(Image point grounding data)
___

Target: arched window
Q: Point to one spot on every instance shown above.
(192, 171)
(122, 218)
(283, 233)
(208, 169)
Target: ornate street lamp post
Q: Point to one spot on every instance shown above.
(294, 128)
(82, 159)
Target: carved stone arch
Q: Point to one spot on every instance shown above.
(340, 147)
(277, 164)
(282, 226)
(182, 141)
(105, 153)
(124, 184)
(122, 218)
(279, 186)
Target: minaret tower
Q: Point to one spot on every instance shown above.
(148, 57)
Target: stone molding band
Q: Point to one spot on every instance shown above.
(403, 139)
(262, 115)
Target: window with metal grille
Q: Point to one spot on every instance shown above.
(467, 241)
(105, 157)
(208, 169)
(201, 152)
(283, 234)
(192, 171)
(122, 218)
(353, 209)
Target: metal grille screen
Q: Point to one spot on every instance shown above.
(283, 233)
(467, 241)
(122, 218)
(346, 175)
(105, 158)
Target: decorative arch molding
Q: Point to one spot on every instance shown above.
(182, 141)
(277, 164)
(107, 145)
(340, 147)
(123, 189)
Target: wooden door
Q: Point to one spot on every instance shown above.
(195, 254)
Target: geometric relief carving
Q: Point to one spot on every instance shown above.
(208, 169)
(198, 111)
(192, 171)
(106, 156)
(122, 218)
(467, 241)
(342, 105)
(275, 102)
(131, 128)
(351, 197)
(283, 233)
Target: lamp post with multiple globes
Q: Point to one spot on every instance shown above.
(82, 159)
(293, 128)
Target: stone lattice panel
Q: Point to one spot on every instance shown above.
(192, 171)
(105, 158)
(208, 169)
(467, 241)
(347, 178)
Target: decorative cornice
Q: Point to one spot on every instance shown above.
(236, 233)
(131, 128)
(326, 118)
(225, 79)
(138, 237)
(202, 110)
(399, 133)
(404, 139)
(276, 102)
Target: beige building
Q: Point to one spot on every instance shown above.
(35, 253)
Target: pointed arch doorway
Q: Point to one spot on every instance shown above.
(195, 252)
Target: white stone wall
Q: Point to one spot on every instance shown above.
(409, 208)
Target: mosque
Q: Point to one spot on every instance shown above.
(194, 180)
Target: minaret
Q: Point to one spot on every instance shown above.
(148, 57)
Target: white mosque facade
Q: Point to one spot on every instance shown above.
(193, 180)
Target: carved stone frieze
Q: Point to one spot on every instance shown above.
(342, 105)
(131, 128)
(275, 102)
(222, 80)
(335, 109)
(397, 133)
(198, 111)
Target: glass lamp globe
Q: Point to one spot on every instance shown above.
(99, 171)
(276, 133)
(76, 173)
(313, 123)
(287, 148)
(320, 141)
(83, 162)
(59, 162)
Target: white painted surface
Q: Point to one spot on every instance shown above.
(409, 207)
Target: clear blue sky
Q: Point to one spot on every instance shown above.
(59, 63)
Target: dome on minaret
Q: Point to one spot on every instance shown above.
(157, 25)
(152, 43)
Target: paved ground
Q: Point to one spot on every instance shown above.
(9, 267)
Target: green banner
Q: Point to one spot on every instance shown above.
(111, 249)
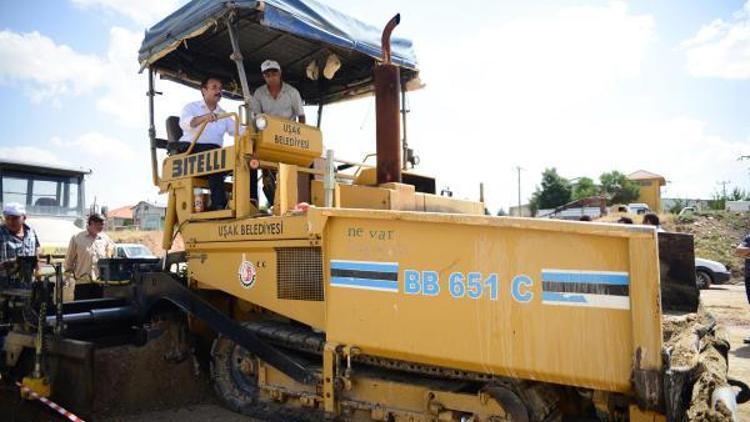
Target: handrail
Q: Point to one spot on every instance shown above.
(219, 116)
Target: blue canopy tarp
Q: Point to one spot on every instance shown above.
(193, 42)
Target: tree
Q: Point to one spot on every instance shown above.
(718, 202)
(584, 188)
(738, 194)
(678, 205)
(555, 191)
(618, 188)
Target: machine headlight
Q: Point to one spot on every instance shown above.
(261, 122)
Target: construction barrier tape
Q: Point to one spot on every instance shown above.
(59, 409)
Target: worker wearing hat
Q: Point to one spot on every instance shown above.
(84, 251)
(16, 238)
(276, 97)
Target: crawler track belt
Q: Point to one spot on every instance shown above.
(542, 398)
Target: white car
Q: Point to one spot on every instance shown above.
(638, 208)
(708, 272)
(132, 250)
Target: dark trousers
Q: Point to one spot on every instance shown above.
(215, 181)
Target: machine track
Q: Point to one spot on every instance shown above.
(540, 400)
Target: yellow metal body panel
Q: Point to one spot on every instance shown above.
(394, 196)
(198, 164)
(217, 251)
(572, 345)
(288, 142)
(350, 196)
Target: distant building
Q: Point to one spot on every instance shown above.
(120, 218)
(525, 211)
(650, 184)
(147, 216)
(737, 206)
(669, 203)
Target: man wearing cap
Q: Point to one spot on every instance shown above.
(192, 117)
(16, 238)
(276, 97)
(84, 250)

___

# [About this exercise]
The answer must consist of every line from the entries above that contains the string "wearing".

# [Task response]
Target: worker wearing hat
Target: man wearing cap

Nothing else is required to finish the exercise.